◆ TASK
The whole listing should be given back without any alteration.

-- SUPPLIED DATA follows --

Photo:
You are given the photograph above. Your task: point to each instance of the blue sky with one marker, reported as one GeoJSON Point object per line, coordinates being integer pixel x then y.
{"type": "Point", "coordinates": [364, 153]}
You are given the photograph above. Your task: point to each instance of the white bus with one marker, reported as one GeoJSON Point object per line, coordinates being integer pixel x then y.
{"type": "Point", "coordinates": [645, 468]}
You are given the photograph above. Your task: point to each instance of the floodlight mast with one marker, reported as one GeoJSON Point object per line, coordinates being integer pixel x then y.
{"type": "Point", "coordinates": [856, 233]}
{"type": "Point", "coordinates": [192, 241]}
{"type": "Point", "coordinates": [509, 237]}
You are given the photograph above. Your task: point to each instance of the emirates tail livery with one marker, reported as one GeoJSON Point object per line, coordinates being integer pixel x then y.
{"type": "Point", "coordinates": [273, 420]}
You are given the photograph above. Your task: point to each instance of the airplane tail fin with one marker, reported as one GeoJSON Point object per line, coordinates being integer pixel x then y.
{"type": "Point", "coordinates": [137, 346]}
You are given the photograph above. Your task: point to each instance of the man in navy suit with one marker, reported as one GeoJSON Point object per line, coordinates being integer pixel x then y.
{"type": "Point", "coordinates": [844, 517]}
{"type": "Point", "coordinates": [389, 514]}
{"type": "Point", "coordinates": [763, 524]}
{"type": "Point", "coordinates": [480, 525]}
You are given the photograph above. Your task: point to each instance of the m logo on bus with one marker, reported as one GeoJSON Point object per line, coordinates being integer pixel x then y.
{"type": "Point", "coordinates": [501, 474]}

-- SUPPLIED DATA concluded --

◆ EXERCISE RESULT
Photo:
You are given the photograph above. Your task: point to each instance of the blue sky with one marker, reported as one GeoJSON Point object per line, coordinates being integer pixel x then y.
{"type": "Point", "coordinates": [364, 153]}
You are given the photograph above. Your task: point to each instance of the white bus with one marker, reported as one GeoJSON Point object per line, coordinates being integer pixel x then y.
{"type": "Point", "coordinates": [645, 468]}
You are given the photograph above. Your task: point to each instance of the floodlight mast with one marker, reported as one GeoJSON Point object per line, coordinates being integer pixel x then y.
{"type": "Point", "coordinates": [856, 233]}
{"type": "Point", "coordinates": [192, 241]}
{"type": "Point", "coordinates": [509, 237]}
You are given the photograph above. Your task: point to each instance of the emirates tail livery with one marker, reported as one GeoJSON Point object per line, coordinates being integer pixel x then y.
{"type": "Point", "coordinates": [273, 420]}
You are given the photograph above. Your task: point to each instance of the airplane tail fin with one marker, reported as one GeoJSON Point object per line, coordinates being integer pixel x then y.
{"type": "Point", "coordinates": [137, 346]}
You are given the photograph above. Your task: point to each instance of the man in navy suit with one marker, reported as one GeoJSON Point object per line, coordinates being integer pixel x then y.
{"type": "Point", "coordinates": [844, 517]}
{"type": "Point", "coordinates": [389, 514]}
{"type": "Point", "coordinates": [763, 524]}
{"type": "Point", "coordinates": [480, 525]}
You are given the photograph above. Your task: point to each instance of the m logo on bus with one marker, reported as one GeoJSON Point object per line, coordinates being integer pixel x then y.
{"type": "Point", "coordinates": [501, 474]}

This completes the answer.